• [RECORDS PROVIDED]
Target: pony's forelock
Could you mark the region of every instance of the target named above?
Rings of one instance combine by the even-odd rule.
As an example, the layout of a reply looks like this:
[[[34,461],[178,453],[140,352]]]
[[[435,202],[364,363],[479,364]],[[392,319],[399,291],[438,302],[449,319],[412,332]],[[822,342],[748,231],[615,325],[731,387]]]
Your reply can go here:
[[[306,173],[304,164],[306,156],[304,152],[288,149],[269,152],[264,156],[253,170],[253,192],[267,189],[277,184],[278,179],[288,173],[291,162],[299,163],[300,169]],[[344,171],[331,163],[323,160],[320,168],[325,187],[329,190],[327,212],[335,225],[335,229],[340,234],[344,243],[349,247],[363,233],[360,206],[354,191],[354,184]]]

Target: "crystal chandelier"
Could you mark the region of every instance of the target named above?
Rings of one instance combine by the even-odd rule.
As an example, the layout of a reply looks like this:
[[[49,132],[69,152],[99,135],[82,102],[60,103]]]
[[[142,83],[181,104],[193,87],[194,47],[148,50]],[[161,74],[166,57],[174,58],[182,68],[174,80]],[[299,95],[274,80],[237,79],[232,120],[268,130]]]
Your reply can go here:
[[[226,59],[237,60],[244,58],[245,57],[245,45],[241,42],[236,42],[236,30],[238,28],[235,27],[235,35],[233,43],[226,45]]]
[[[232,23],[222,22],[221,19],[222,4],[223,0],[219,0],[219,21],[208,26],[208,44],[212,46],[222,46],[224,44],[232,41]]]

• [EXERCISE TASK]
Turn the material above into a numbered list with one line per item, and leave out the blank lines.

• [RESPONSE TO THE EXERCISE]
1. Target: pony's forelock
2. Could you mark the region of every instance of the target named above?
3. Rings of one instance combine by the even-odd rule.
4. As an example, the layout of a reply looks like this:
5. [[[34,461],[178,453],[140,352]]]
6. [[[435,202],[364,363],[479,364]],[[392,319],[399,291],[438,302],[449,319],[412,332]],[[822,342],[748,231],[615,325],[731,387]]]
7. Your reply can go here:
8. [[[306,173],[304,164],[306,156],[304,152],[288,149],[269,152],[264,156],[253,170],[253,192],[267,189],[277,184],[278,179],[288,173],[291,162],[299,163],[300,169]],[[344,171],[331,163],[323,160],[320,168],[325,187],[329,190],[327,212],[335,225],[335,229],[340,234],[344,243],[349,247],[363,233],[360,206],[354,191],[354,184]]]
9. Target: "crystal chandelier"
10. Could you mark the region of every instance of the target named above?
11. Rings of one instance combine by the even-odd rule.
12. As an example, the layout of a reply looks like this:
13. [[[49,132],[69,152],[99,135],[82,102],[60,103]]]
14. [[[142,83],[181,104],[193,87],[194,47],[148,50]],[[161,74],[166,57],[174,58],[182,68],[174,80]],[[299,95],[274,80],[237,79],[232,120],[268,130]]]
15. Your reply can go here:
16. [[[226,59],[237,60],[244,58],[245,57],[245,45],[241,42],[236,42],[236,30],[238,28],[235,27],[235,35],[233,43],[226,45]]]
17. [[[232,23],[222,22],[221,19],[222,4],[223,0],[219,0],[219,21],[208,26],[208,44],[212,46],[222,46],[224,44],[232,41]]]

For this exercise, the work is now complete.